-- BEGIN DATA EXTRACT --

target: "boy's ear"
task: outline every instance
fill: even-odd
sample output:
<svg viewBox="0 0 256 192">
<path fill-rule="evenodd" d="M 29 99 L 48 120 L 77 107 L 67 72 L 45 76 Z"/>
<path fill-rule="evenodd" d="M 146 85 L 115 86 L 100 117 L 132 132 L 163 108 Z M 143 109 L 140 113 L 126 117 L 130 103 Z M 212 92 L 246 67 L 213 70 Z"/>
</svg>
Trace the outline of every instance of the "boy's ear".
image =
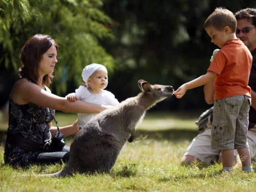
<svg viewBox="0 0 256 192">
<path fill-rule="evenodd" d="M 230 27 L 228 26 L 225 26 L 224 27 L 224 30 L 226 33 L 230 33 L 231 31 L 231 29 L 230 29 Z"/>
<path fill-rule="evenodd" d="M 138 81 L 138 85 L 143 91 L 149 92 L 152 91 L 150 83 L 145 80 L 140 80 Z"/>
</svg>

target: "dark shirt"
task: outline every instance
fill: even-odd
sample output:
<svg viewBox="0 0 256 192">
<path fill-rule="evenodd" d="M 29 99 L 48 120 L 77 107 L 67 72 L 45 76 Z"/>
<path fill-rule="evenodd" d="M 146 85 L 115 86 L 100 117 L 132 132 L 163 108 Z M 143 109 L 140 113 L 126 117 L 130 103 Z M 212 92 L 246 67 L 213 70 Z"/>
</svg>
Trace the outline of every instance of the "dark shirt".
<svg viewBox="0 0 256 192">
<path fill-rule="evenodd" d="M 54 112 L 54 110 L 51 112 L 49 108 L 32 103 L 17 104 L 10 96 L 8 132 L 32 143 L 44 144 L 51 137 L 49 123 L 53 118 Z M 7 138 L 6 140 L 12 139 Z M 30 151 L 6 142 L 4 161 L 12 165 L 25 167 L 36 162 L 38 154 L 42 152 L 41 150 Z"/>
<path fill-rule="evenodd" d="M 252 64 L 249 77 L 248 85 L 252 90 L 256 91 L 256 49 L 252 52 Z M 250 129 L 256 125 L 256 111 L 252 107 L 250 108 L 249 112 L 249 127 Z"/>
</svg>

-- END DATA EXTRACT --

=== STATED TASK ===
Collect every line of the rows above that contains the string "path", treating uppercase and lowercase as distinct.

=== EXERCISE RESULT ===
<path fill-rule="evenodd" d="M 29 99 L 48 120 L 77 107 L 67 72 L 45 76 Z"/>
<path fill-rule="evenodd" d="M 146 85 L 115 86 L 100 117 L 132 132 L 163 108 Z M 143 109 L 140 113 L 126 117 L 130 103 Z M 212 92 L 246 67 L 213 70 Z"/>
<path fill-rule="evenodd" d="M 230 27 L 228 26 L 225 26 L 224 27 L 224 30 L 226 33 L 230 33 L 231 31 L 231 29 L 230 29 Z"/>
<path fill-rule="evenodd" d="M 138 81 L 138 85 L 143 91 L 149 92 L 152 91 L 150 83 L 145 80 L 140 80 Z"/>
<path fill-rule="evenodd" d="M 29 99 L 48 120 L 77 107 L 67 72 L 45 76 Z"/>
<path fill-rule="evenodd" d="M 146 85 L 115 86 L 100 117 L 132 132 L 163 108 Z M 143 109 L 140 113 L 126 117 L 130 103 Z M 212 92 L 246 67 L 213 70 Z"/>
<path fill-rule="evenodd" d="M 54 112 L 54 110 L 51 112 L 49 108 L 32 103 L 17 104 L 10 96 L 8 132 L 32 143 L 44 144 L 51 137 L 49 123 L 53 118 Z M 7 138 L 6 140 L 12 139 Z M 30 151 L 6 142 L 4 161 L 12 165 L 25 167 L 36 162 L 38 154 L 42 152 L 41 150 Z"/>
<path fill-rule="evenodd" d="M 252 64 L 249 77 L 248 85 L 252 90 L 256 91 L 256 49 L 252 52 Z M 250 129 L 256 125 L 256 111 L 252 107 L 250 108 L 249 112 L 249 127 Z"/>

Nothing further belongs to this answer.